[Dataset excerpt]

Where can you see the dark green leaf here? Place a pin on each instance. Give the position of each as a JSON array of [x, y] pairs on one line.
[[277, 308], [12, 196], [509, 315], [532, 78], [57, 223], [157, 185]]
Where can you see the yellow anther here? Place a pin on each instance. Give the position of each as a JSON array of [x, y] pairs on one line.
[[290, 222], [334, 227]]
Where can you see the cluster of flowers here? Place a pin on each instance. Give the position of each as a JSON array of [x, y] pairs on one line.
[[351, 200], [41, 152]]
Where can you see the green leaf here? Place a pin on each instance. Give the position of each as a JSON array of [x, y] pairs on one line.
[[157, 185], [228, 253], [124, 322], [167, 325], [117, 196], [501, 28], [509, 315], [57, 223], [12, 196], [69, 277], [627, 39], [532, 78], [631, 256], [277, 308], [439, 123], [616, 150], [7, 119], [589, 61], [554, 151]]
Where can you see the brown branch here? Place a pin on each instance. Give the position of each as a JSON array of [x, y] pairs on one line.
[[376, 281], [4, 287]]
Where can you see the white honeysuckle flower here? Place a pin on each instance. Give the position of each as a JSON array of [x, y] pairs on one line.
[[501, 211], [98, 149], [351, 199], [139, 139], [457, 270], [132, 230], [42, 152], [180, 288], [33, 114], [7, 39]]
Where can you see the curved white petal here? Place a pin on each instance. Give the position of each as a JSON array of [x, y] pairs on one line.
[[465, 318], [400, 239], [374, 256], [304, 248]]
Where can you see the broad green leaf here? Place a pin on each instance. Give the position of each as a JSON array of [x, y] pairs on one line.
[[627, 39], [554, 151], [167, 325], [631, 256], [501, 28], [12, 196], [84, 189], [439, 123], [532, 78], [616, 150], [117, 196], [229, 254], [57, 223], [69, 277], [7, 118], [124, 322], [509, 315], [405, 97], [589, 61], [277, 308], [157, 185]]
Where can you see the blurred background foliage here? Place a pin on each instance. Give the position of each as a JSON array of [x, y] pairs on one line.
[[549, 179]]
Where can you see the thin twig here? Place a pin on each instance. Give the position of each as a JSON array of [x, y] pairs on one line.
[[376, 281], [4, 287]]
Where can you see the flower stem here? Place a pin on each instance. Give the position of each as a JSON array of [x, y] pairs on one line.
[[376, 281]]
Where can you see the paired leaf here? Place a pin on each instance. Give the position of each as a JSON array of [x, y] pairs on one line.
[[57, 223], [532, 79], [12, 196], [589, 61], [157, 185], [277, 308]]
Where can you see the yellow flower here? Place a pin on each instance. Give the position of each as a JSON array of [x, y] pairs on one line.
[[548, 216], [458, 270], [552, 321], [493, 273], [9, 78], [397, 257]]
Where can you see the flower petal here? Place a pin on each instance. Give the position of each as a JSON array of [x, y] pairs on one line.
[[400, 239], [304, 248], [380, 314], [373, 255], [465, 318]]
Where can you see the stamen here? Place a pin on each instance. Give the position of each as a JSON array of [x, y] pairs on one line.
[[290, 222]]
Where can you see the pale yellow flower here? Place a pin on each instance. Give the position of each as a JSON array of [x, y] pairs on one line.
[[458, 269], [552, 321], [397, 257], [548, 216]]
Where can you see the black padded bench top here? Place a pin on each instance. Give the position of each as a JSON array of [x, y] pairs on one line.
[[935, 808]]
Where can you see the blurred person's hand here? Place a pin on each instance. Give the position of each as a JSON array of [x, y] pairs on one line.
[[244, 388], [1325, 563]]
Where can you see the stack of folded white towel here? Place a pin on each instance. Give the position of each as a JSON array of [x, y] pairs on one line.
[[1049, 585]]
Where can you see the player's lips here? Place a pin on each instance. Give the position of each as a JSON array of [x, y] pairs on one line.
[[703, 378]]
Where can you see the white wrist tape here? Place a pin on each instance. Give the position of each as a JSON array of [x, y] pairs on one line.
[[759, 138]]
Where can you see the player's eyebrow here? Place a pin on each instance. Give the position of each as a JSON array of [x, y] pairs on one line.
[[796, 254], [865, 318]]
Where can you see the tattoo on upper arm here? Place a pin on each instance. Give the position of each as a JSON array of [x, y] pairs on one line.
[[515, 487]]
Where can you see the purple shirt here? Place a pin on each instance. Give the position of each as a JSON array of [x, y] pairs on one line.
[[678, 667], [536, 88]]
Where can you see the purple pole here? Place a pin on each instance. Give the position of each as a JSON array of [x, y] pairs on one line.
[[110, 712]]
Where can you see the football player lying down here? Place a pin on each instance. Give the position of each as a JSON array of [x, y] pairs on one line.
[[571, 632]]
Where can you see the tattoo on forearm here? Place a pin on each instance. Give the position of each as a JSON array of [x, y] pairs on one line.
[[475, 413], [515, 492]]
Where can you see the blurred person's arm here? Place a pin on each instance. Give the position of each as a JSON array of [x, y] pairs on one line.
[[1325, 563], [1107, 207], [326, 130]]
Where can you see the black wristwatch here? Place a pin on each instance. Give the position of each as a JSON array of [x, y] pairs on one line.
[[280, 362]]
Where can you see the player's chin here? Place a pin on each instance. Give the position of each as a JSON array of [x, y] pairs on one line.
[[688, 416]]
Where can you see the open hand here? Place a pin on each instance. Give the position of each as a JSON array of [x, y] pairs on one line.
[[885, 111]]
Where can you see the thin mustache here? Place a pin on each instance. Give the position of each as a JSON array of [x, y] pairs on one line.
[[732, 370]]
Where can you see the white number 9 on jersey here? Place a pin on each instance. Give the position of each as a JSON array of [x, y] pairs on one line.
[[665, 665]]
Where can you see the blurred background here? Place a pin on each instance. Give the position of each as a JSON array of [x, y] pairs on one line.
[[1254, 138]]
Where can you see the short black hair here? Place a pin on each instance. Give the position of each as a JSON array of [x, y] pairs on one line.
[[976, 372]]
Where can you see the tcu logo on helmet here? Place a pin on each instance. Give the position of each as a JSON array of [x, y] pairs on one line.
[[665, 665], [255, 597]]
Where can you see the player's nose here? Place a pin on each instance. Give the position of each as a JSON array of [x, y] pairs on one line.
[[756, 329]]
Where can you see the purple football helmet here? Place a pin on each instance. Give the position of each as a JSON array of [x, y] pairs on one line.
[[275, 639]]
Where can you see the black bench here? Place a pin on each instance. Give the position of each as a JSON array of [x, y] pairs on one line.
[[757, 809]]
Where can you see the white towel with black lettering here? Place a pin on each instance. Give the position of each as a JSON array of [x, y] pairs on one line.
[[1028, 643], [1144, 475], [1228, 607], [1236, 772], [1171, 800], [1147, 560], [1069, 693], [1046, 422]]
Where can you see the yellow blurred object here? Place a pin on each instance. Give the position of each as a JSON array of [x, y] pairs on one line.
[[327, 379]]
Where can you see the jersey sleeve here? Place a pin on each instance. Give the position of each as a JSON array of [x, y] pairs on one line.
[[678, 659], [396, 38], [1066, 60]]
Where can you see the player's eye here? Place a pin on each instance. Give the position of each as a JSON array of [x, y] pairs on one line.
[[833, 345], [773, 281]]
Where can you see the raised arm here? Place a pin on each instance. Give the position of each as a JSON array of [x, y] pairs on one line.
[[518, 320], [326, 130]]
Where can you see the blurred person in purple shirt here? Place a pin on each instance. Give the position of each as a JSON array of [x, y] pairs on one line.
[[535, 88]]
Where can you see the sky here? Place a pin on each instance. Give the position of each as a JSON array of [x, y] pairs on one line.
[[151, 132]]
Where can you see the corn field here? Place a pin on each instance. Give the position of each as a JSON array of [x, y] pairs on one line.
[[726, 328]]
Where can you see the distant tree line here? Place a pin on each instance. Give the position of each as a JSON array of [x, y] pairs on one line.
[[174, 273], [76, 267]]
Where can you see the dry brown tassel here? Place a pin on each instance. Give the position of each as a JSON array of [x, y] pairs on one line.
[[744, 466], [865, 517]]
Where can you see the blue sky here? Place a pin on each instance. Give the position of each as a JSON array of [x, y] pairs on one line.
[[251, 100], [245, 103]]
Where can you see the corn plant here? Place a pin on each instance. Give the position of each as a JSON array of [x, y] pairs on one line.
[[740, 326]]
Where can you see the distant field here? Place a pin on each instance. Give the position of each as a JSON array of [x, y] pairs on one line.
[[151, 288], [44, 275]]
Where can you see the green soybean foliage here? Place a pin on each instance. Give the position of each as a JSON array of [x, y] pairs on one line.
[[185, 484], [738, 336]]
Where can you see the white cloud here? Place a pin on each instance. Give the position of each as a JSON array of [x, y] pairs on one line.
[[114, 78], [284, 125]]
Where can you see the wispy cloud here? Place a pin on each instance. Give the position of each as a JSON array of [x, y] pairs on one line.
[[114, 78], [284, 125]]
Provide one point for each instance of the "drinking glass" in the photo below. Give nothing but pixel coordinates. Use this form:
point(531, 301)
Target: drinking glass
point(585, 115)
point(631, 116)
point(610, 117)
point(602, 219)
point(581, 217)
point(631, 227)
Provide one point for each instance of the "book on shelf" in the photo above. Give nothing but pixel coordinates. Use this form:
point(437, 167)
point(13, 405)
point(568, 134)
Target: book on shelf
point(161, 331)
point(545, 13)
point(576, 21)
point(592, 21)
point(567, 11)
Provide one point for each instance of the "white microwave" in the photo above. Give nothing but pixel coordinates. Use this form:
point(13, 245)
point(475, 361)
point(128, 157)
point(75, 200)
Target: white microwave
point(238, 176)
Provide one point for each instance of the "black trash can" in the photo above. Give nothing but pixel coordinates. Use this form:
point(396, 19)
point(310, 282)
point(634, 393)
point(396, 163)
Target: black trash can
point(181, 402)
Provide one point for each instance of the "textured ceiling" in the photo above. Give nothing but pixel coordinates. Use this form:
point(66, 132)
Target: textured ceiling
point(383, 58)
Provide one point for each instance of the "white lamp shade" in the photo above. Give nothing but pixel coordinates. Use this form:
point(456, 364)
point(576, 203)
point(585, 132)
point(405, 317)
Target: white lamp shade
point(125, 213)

> **Required task**
Could you output, unchanged, the lines of the material from the one containing "Where can you see the curved" through the one containing "[[549, 179]]", including both of those lines and nothing else?

> **Complete answer**
Where can you see the curved white petal here? Place a pin on each instance. Give the position of each as a JSON array of [x, y] pairs on one line.
[[465, 318], [400, 239], [374, 256], [304, 248]]
Where can you see the broad green leaf here? Place a pin on each instance. Give the position of each as a JSON array of [x, y] pairs on one line.
[[627, 39], [554, 151], [167, 325], [631, 256], [501, 28], [12, 196], [84, 189], [439, 123], [532, 78], [616, 150], [117, 196], [229, 254], [57, 223], [69, 277], [7, 118], [124, 322], [509, 315], [405, 97], [589, 61], [277, 308], [157, 185]]
Where can you see the blurred background foliage here? Place a pin on each instance. Give the position of each as a JSON array of [x, y] pairs on one line.
[[549, 179]]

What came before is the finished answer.